DOCUMENT EXTRACT |

>> START

The reason is that the operation `line.split(" ")` generates a **list** of strings, so had we used `map` the result would be an RDD of lists of words. Not an RDD of words.

The difference between `map` and `flatMap` is that the second expects to get a list as the result from the map and it **concatenates** the lists to form the RDD.

## The execution plan
In the last cell we defined the execution plan, but we have not started to execute it.

* Preparing the plan took ~100ms, which is a non-trivial amount of time, 
* But much less than the time it will take to execute it.
* Lets have a look a the execution plan.

### Understanding the details
To see which step in the plan corresponds to which RDD we print out the execution plan for each of the RDDs.  

Note that the execution plan for `words`, `not_empty` and `key_values` are all the same.

In [7]:
pretty_print_plan(text_file)

(2) ../../Data/Moby-Dick.txt MapPartitionsRDD[1] at textFile at NativeMethodAccessorImpl.java:0 []
 |  ../../Data/Moby-Dick.txt HadoopRDD[0] at textFile at NativeMethodAccessorImpl.java:0 []


In [8]:
pretty_print_plan(words)

(2) PythonRDD[6] at RDD at PythonRDD.scala:53 []
 |  ../../Data/Moby-Dick.txt MapPartitionsRDD[1] at textFile at NativeMethodAccessorImpl.java:0 []
 |  ../../Data/Moby-Dick.txt HadoopRDD[0] at textFile at NativeMethodAccessorImpl.java:0 []


In [9]:
pretty_print_plan(not_empty)

(2) PythonRDD[7] at RDD at PythonRDD.scala:53 []
 |  ../../Data/Moby-Dick.txt MapPartitionsRDD[1] at textFile at NativeMethodAccessorImpl.java:0 []
 |  ../../Data/Moby-Dick.txt HadoopRDD[0] at textFile at NativeMethodAccessorImpl.java:0 []


In [10]:
pretty_print_plan(key_values)

(2) PythonRDD[8] at RDD at PythonRDD.scala:53 []
 |  ../../Data/Moby-Dick.txt MapPartitionsRDD[1] at textFile at NativeMethodAccessorImpl.java:0 []
 |  ../../Data/Moby-Dick.txt HadoopRDD[0] at textFile at NativeMethodAccessorImpl.java:0 []


In [11]:
pretty_print_plan(counts)

>> END

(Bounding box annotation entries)

>> START

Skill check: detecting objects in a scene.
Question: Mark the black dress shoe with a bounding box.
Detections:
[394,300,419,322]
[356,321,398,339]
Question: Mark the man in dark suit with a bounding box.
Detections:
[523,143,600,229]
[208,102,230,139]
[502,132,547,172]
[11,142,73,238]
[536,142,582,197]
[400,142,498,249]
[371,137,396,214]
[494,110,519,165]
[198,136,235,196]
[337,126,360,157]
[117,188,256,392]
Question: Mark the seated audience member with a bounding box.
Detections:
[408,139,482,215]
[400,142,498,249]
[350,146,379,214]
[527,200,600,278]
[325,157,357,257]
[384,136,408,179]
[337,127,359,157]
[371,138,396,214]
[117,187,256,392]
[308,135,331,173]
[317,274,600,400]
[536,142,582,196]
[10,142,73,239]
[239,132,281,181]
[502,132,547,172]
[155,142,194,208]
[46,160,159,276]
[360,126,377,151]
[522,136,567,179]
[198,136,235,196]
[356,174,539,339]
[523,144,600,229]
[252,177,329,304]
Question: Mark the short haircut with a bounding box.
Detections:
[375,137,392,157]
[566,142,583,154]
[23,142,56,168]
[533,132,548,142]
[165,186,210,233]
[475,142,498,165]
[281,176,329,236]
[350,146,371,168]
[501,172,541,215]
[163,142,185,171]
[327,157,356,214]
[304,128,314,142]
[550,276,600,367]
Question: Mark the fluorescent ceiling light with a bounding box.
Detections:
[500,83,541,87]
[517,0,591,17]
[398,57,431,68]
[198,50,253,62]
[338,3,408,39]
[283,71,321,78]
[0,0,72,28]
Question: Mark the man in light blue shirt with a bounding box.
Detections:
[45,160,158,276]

>> END
>> START

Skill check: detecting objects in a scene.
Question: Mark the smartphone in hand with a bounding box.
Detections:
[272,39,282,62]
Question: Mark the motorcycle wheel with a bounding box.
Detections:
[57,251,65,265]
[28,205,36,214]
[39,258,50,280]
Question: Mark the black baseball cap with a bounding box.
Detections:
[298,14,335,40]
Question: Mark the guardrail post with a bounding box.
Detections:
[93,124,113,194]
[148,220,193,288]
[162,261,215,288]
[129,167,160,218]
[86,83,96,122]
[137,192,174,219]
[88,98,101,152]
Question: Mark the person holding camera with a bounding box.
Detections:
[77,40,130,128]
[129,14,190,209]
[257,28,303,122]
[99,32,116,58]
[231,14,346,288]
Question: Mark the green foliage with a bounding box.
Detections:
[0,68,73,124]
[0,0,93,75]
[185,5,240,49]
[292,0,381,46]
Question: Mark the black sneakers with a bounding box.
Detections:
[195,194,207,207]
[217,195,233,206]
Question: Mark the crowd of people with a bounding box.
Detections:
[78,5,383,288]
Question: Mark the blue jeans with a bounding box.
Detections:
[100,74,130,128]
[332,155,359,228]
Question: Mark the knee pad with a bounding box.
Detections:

>> END
>> START

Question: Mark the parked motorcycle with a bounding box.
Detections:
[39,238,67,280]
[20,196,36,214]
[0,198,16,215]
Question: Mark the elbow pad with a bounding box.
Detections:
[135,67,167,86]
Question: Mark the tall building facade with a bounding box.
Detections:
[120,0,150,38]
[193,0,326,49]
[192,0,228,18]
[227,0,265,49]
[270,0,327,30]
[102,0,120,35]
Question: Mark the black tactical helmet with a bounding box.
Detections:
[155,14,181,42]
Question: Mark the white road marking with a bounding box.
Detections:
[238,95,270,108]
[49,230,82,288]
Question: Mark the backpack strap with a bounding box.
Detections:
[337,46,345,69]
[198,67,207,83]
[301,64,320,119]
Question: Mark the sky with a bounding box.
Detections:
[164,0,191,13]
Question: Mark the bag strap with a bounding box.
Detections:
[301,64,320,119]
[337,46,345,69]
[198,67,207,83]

>> END

SHORT PROBLEM A |
Answer these about the Spark notes:
(i) What does the operation `line.split(" ")` generate?
(ii) Roughly how long did preparing the execution plan take?
(iii) Which three RDDs are said to share the same execution plan?
SHORT PROBLEM B |
Repeat word for word everything in the Spark notes from "### Understanding the" down to "pretty_print_plan(text_file)".
The items have nothing to do with any of this.

PROBLEM SOLUTION A |
(i) A list of strings.
(ii) About 100ms.
(iii) `words`, `not_empty` and `key_values`.

PROBLEM SOLUTION B |
### Understanding the details
To see which step in the plan corresponds to which RDD we print out the execution plan for each of the RDDs.  

Note that the execution plan for `words`, `not_empty` and `key_values` are all the same.

In [7]:
pretty_print_plan(text_file)